# Что требуется
a) Чего, согласно отрывку, требовал Кабе от всех?
b) Дословно перепишите часть отрывка: начните с того места, где стоят слова «О тирании, которая», и остановитесь после слов «истинным положением вещей.».

# Приведённый отрывок
О тирании, которая сохраняется внутри коммунизма, свидетельствует «безумная мысль Кабе, требующего, чтобы решительно все подписывались на его „Populaire“» (стр. 168). Если наш приятель извращает требования, которые ставит своей партии ее глава, вынужденный к тому определенными обстоятельствами и опасностью распыления ограниченных денежных средств, а затем подходит к этим требованиям с меркой «сущности человека», то он, разумеется, должен прийти к тому выводу, что этот глава партии и все прочие члены его партии «безумны» и что, наоборот, в здравом уме находятся только беспартийные фигуры вроде него самого и «сущности человека». Впрочем, из книги Кабе «Моя правильная линия»{324} он мог бы ознакомиться с истинным положением вещей.

В заключение вся противоположность между нашим автором и вообще немецкими «истинными социалистами» и идеологами, с одной стороны, и действительным движением других народов – с другой, резюмируется в следующем классическом положении. Немцы судят-де обо всем sub specie aeterni[447] (соответственно сущности Человека), иностранцы же смотрят на все практически, в соответствии с реально данными людьми и отношениями. Иностранцы мыслят и действуют для своего времени, немцы – для вечности. Это признание наш «истинный социалист» формулирует так:

«Коммунизм обнаруживает свою односторонность уже в своем названии, обозначающем противоположность конкуренции; но неужели эта ограниченность кругозора, которая сейчас еще, пожалуй, имеет значение в качестве партийной клички, будет продолжаться вечно

После этого радикального уничтожения коммунизма наш автор переходит к его противоположности – к социализму.

# Фрагмент данных
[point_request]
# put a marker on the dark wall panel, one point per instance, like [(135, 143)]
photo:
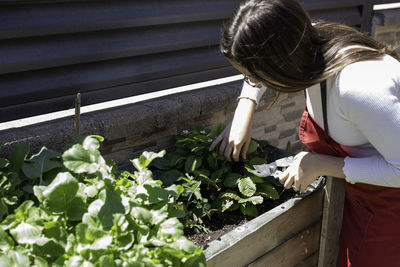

# Ответы по заданиям
a) Чтобы решительно все подписывались на его «Populaire».

b)
О тирании, которая сохраняется внутри коммунизма, свидетельствует «безумная мысль Кабе, требующего, чтобы решительно все подписывались на его „Populaire“» (стр. 168). Если наш приятель извращает требования, которые ставит своей партии ее глава, вынужденный к тому определенными обстоятельствами и опасностью распыления ограниченных денежных средств, а затем подходит к этим требованиям с меркой «сущности человека», то он, разумеется, должен прийти к тому выводу, что этот глава партии и все прочие члены его партии «безумны» и что, наоборот, в здравом уме находятся только беспартийные фигуры вроде него самого и «сущности человека». Впрочем, из книги Кабе «Моя правильная линия»{324} он мог бы ознакомиться с истинным положением вещей.